Texte fourni:
####################

Des gens, ici et là, se sentent menacés par des forces extérieures, mondialistes, qui seraient la cause de leurs maux : le chômage, la perte du pouvoir d’achat, l’arrivée d’étrangers, des pratiques culturelles étrangères aux leurs, l’insécurité…Le mondialisme, selon les propres mots de Marine Le Pen, est « une idéologie, qui a pour trait principal de nier l’utilité des nations, leur adaptation au monde “postmoderne”, et qui vise à façonner un nouvel homme, sorte d’homo mondialisus, vivant hors sol, sans identité autre que celle du consommateur global, rebaptisé “citoyen du monde” pour masquer le caractère profondément mercantile de cet objectif ». Mais ce n’est pas complètement nouveau. Cela fait près de quarante ans que le mot occupe une place de choix dans le vocabulaire et dans l’imaginaire d’extrême-droite. On ne réalise pas le hold-up sémantique que cela constitue.

En 1975 encore, le mondialisme était un idéal « exprimant la solidarité des populations du globe et tendant à établir des lois et des institutions qui leur soient communes, dans le respect de la diversité des cultures et des peuples », selon le Comité permanent mondialiste créé cette même année sous la présidence du recteur de Paris, Robert Mallet. Le mondialisme, c’était le projet de « proposer de nouvelles organisations politiques de l’humanité impliquant le transfert de certaines prérogatives de la souveraineté nationale à une autorité fédérale mondiale capable de résoudre le destin de l’espèce ».

Paradoxalement, à partir des années 1980, la mondialisation économique et financière a balayé tout cela ; et l’abandon de la critique contre le capitalisme néo-libéral par une partie de la gauche a été une faute, au détriment des plus démunis. Alors que le Monde, en un siècle et demi, n’a cessé de se rapetisser, l’appel à l’union des prolétaires de tous les pays serait-il complètement inaudible aujourd’hui ? Un mondialisme assumé, revendiqué, proclamé, n’aurait-il pas dû succéder à l’internationalisme du XIXe siècle ?

Entre les ronds-points et le Monde, un fossé s’est creusé. Il est de notre responsabilité collective, intellectuelle, politique, syndicaliste, citoyenne, de redonner du sens à une utopie dont l’horizon serait le plus large possible.

Reconnaissons que le Monde est une abstraction. Parler d’un gouvernement ou d’une gouvernance mondiale suscite de la méfiance. Qui se lancerait aujourd’hui encore dans l’écriture d’un projet de Constitution mondiale ? Même parmi les géographes anarchistes, le temps où Élisée Reclus s’enthousiasmait de la démultiplication des organisations internationales de tous ordres qui semblaient donner corps à une humanité qui émergeait dans la conscience d’elle-même, apparaît révolu.

####################

Données saisies:
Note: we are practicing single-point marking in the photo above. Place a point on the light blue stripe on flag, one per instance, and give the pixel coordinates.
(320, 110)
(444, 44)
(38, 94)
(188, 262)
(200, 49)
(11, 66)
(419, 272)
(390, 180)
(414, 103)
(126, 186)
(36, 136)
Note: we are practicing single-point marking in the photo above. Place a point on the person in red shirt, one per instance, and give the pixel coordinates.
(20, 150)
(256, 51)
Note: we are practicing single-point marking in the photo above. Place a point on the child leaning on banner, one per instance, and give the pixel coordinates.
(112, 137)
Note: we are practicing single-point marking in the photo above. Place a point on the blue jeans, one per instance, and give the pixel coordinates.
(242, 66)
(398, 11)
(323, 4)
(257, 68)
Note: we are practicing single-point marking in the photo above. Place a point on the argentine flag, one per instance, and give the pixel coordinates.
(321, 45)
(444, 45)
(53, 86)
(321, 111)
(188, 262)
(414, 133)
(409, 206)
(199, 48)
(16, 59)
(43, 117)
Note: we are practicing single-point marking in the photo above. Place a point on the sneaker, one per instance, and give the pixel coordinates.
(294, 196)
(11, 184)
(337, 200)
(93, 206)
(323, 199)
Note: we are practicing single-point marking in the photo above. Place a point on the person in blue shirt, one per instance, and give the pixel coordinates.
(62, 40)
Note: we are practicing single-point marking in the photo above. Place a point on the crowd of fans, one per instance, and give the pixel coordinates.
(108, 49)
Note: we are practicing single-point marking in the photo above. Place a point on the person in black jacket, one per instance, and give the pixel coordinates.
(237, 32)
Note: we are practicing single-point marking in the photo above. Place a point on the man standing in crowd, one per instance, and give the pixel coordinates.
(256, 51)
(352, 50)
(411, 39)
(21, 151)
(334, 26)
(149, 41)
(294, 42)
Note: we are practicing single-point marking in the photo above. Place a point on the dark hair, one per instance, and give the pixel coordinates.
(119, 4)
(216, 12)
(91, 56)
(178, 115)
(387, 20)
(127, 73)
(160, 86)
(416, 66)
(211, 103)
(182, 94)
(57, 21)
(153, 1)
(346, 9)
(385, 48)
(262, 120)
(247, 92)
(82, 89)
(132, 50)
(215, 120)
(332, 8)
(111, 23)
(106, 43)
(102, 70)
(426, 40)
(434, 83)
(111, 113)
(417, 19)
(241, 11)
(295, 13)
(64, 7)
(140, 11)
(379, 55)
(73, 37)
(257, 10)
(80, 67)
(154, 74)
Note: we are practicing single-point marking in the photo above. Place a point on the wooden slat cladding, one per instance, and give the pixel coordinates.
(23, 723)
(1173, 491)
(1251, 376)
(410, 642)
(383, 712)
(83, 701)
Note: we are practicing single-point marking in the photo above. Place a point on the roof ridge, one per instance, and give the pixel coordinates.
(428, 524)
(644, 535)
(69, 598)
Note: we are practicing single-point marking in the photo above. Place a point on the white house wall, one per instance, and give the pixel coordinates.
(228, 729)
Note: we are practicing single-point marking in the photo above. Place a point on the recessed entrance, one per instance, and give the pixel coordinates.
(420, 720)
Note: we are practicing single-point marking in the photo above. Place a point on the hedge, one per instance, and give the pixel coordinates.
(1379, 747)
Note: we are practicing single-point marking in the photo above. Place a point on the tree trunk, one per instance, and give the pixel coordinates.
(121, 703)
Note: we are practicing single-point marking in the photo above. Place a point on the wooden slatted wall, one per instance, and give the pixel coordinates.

####################

Consigne: Rédigez la suite du texte sur le mondialisme en reprenant juste après sa dernière phrase.

Réponse:
Aujourd’hui, on s’inquiéterait davantage de la verticalité qu’imposerait l’échelle mondiale, de ces autorités mondiales dont la légitimité démocratique serait fragile parce que trop distante. La véritable démocratie serait locale, participative, dans une constellation de communes en lutte et de zones à défendre. De fait, quelque chose qui ressemblerait à une démocratie de 8 milliards d’êtres humains peut sembler au mieux comme une utopie, au pire comme un non-sens.

Et pourtant.

Même si le mondialisme n’a peut-être rien d’un idéal, parce qu’au fond, on ne sait pas trop ce qu’on gagne à l’intégration de toutes les sociétés humaines en un même ensemble, à la mise en monde de l’humanité, le processus inverse d’une archipélisation n’est pas une option. La démondialisation est un mot d’ordre absurde, sinon dans un sens très partiel, pour désigner une part de relocalisation économique, qui serait aussi sociale et écologique. Le Monde est là, et il constitue un enjeu majeur, transnational, de ces élections législatives et de celles qui ont précédé, européennes, balayées par une décision présidentielle absurde et cynique. Le Monde est là, et on ne peut pas céder aux sirènes du localisme, du nationalisme, du continentalisme. Le souverainisme est un démocratisme rabougri.

On ne peut pas non plus accepter la vision qui est en train d’émerger ici et là d’« un Monde de mondes », d’un pavage d’impérialismes rivaux, de civilisations aux modes de vies incompatibles. Non par crainte d’une « guerre des mondes », ce qui serait une insulte au texte d’H.G. Wells, mais parce que cela serait précisément abandonner son message, l’espoir d’une humanité communiant dans la paix à l’échelle de la planète. Notre avenir passe par le Monde, commun, global, planétaire, et il est impératif de s’y projeter, de s’opposer à tout discours de repli, dans la haine et l’égoïsme.

Pas une problématique n’échappe à cela.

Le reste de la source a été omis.